What is expected | Output every one of the records below line for line, without changing anything.

Records excerpted from a collection |
*****
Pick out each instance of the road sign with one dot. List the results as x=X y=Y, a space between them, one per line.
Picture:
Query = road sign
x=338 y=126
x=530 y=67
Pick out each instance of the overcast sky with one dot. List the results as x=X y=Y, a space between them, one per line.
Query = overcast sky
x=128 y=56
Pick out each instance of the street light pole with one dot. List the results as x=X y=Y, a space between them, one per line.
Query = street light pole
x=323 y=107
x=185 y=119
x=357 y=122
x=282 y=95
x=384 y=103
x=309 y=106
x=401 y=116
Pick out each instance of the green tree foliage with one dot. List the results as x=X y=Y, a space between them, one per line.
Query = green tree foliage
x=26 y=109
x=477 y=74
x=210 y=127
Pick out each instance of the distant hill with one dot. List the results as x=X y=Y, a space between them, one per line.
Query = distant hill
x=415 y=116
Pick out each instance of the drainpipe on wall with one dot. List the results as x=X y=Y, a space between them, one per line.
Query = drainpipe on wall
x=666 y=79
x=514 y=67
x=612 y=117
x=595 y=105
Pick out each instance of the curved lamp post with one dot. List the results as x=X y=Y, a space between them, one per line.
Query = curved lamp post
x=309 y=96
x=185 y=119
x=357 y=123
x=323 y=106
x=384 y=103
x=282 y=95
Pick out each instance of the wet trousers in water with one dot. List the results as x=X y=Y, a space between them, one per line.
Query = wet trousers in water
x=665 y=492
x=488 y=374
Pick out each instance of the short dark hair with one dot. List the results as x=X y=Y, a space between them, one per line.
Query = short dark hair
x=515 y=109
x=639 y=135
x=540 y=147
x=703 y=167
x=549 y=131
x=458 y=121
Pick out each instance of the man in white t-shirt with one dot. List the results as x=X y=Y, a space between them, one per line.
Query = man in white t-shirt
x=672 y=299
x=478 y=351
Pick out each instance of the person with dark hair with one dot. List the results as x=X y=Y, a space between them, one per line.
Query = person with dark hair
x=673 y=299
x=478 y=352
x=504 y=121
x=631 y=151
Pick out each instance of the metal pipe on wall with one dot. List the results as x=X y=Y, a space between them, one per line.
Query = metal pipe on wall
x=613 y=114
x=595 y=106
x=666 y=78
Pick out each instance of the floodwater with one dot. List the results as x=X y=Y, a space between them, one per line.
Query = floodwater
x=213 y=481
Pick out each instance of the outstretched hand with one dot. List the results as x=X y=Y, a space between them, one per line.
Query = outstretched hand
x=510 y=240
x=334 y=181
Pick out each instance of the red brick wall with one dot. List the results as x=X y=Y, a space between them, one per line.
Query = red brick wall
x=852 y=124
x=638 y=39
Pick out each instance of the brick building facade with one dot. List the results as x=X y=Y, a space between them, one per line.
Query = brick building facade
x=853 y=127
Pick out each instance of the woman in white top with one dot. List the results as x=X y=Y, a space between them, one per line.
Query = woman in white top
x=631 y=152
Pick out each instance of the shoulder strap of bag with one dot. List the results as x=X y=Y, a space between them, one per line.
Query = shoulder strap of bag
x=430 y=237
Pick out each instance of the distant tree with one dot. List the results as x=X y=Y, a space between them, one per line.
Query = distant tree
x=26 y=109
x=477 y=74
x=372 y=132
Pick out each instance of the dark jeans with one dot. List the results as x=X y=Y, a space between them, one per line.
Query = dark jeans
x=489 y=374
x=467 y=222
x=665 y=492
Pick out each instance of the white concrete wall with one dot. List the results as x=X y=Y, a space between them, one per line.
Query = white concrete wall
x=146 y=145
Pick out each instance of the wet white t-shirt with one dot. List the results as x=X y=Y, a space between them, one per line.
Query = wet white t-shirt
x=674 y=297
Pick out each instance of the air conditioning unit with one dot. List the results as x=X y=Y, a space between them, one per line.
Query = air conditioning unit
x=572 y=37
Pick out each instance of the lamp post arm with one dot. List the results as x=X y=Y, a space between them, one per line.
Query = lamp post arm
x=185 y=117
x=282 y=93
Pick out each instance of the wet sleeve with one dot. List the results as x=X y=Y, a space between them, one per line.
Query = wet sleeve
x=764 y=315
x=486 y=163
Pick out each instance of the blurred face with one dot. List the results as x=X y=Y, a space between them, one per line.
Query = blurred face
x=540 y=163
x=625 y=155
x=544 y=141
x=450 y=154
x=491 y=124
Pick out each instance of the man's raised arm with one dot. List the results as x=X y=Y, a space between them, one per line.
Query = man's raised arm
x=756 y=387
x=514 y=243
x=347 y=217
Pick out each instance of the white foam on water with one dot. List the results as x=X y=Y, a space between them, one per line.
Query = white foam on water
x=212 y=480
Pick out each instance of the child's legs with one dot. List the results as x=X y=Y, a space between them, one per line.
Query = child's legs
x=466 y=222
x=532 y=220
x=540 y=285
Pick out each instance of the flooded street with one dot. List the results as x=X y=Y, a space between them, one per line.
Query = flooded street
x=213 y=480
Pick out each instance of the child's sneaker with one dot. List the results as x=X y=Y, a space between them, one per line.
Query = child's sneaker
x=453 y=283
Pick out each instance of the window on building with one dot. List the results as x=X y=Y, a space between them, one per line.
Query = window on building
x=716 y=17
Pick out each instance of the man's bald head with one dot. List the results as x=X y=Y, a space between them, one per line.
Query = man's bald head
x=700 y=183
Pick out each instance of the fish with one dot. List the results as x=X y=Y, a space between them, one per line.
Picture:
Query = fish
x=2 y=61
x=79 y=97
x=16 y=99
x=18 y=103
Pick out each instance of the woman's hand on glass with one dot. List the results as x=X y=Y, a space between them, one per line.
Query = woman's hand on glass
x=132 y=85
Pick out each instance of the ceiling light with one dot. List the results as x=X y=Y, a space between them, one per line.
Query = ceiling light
*****
Complete answer |
Pick out each instance of the road sign with one dot. List the results as x=X y=Y, a space between them, one per line.
Picture:
Query = road sign
x=338 y=126
x=530 y=67
Pick out each instance of the overcast sky with one dot. List the results as x=X y=Y, a space between them, one per line.
Query = overcast sky
x=128 y=56
Pick out each instance of the street light pole with one dot. List the results as x=X y=Y, a space between them, one per line.
Query = street light pole
x=323 y=107
x=185 y=119
x=357 y=122
x=282 y=95
x=384 y=103
x=309 y=106
x=401 y=116
Pick out each instance of the green tree foliage with one dot. List the results as x=X y=Y, a space between them, one per line.
Query = green tree foliage
x=26 y=109
x=477 y=74
x=210 y=127
Pick out each instance of the distant hill with one dot. List the results as x=X y=Y, a space between them, one per line.
Query = distant hill
x=415 y=116
Pick out each instance of the drainpipe on wall with one dot. List the results as x=X y=Y, a space between them, one per line.
Query = drainpipe on wall
x=666 y=79
x=514 y=67
x=612 y=117
x=595 y=105
Pick out each instance of the curved lamp post with one dot. List the results as x=X y=Y, a space between them, one per line.
Query = curved lamp post
x=309 y=96
x=185 y=119
x=357 y=123
x=323 y=106
x=384 y=103
x=282 y=95
Pick out each instance of the wet trousers in water with one dot. List the results as x=X y=Y, a space between them, one per line.
Query = wet trousers in water
x=665 y=492
x=488 y=374
Pick out each instance of the short dark hair with one dot. List the results as x=X y=Y, a space between them, one per line.
Query = short dark hair
x=515 y=109
x=639 y=135
x=540 y=147
x=703 y=167
x=549 y=131
x=458 y=121
Pick out each instance of the man in white t-shirt with one dot. List the results as x=X y=Y, a space between them, one per line.
Query = man in white t-shirt
x=672 y=299
x=478 y=351
Pick out each instance of the person with dark hair with one dot. List the results as x=X y=Y, a space between them, one per line.
Query = person with dark hair
x=673 y=299
x=478 y=352
x=504 y=121
x=631 y=151
Pick out each instance of the metal pipe on wall with one dot. List the results as x=X y=Y, a space between them, one per line.
Query = metal pipe on wall
x=613 y=114
x=595 y=106
x=666 y=78
Pick out each instance of the floodwater with one dot. List the results as x=X y=Y, a space between them, one per line.
Query = floodwater
x=213 y=481
Pick out each instance of the outstretched hand with one dot. List the results as x=X y=Y, a space between them, one per line.
Query = outstretched hand
x=510 y=240
x=334 y=181
Pick out each instance of the red brick wall with one dot. List the results as x=X y=Y, a space between them, one per line.
Query = red brick wall
x=852 y=124
x=638 y=39
Pick out each instance of the brick building facade with one dot. List the results as x=X y=Y, a space between them, one per line.
Query = brick building facade
x=853 y=127
Pick out each instance of the woman in white top with one dot. List the results as x=X y=Y, a space between them, one per line.
Query = woman in white top
x=631 y=152
Pick out each instance of the shoulder strap of bag with one dot. List the results as x=X y=Y, a space between them, one per line.
Query = shoulder strap of bag
x=430 y=237
Pick out each instance of the distant tree with one dot. List the results as x=X y=Y, a space between them, one per line.
Query = distant tree
x=26 y=109
x=477 y=74
x=372 y=132
Pick out each instance of the dark jeans with one dot. List the results as x=X y=Y, a space between them, one per line.
Query = dark jeans
x=489 y=374
x=467 y=222
x=665 y=492
Pick out each instance of the white concrete wall with one dot. List the results as x=X y=Y, a space between them, one per line.
Query = white concrete wall
x=146 y=145
Pick out each instance of the wet white t-shirt with one dot. List the results as x=X y=Y, a space between them, one per line.
Query = wet white t-shirt
x=674 y=297
Pick out each instance of the air conditioning unit with one dot. List the results as x=X y=Y, a space between them, one per line.
Query = air conditioning unit
x=572 y=37
Pick out each instance of the lamp post arm with one dot. List the results as x=X y=Y, a space between them, one per line.
Query = lamp post arm
x=185 y=117
x=282 y=93
Pick out each instance of the wet sleeve with one dot. List the results as x=X y=Y, a space between them, one per line.
Query = wet sleeve
x=764 y=315
x=486 y=163
Pick out each instance of the blurred face with one dot. List the results as x=X y=Y, a space between them, one per line.
Query = blurred face
x=540 y=163
x=625 y=155
x=544 y=141
x=450 y=154
x=491 y=124
Pick out each instance of the man's raised arm with one dot. List the results as x=X y=Y, a space between them, one per line.
Query = man's raised arm
x=756 y=387
x=514 y=243
x=347 y=217
Pick out each instance of the white foam on water with one dot. List the results as x=X y=Y, a space between them, one per line.
Query = white foam on water
x=212 y=480
Pick out each instance of the child's legs with one dot. List the results as x=X y=Y, a space between them, one per line.
Query = child's legs
x=466 y=222
x=532 y=220
x=540 y=285
Pick out each instance of the flooded street with one dot. List the results as x=X y=Y, a space between them, one per line.
Query = flooded street
x=213 y=480
Pick out each instance of the child's sneaker with one dot. List the results as x=X y=Y, a space between them, one per line.
Query = child's sneaker
x=453 y=283
Pick out each instance of the window on building with one dot. List the results as x=X y=Y, a space between them, one per line.
Query = window on building
x=716 y=17
Pick out each instance of the man's bald head with one dot. List the results as x=X y=Y, a space between them, one per line.
Query = man's bald head
x=700 y=183
Pick out each instance of the fish with one dot. List the results as x=X y=Y, a space between them, one per line.
Picture:
Query = fish
x=2 y=61
x=79 y=97
x=16 y=99
x=18 y=103
Pick out each instance of the woman's hand on glass with one dot. List the results as x=X y=Y, a space between them, one per line.
Query = woman's hand on glass
x=132 y=85
Pick out each instance of the ceiling light with one dot. List the results as x=X y=Y, a space between them, one per line.
Query = ceiling light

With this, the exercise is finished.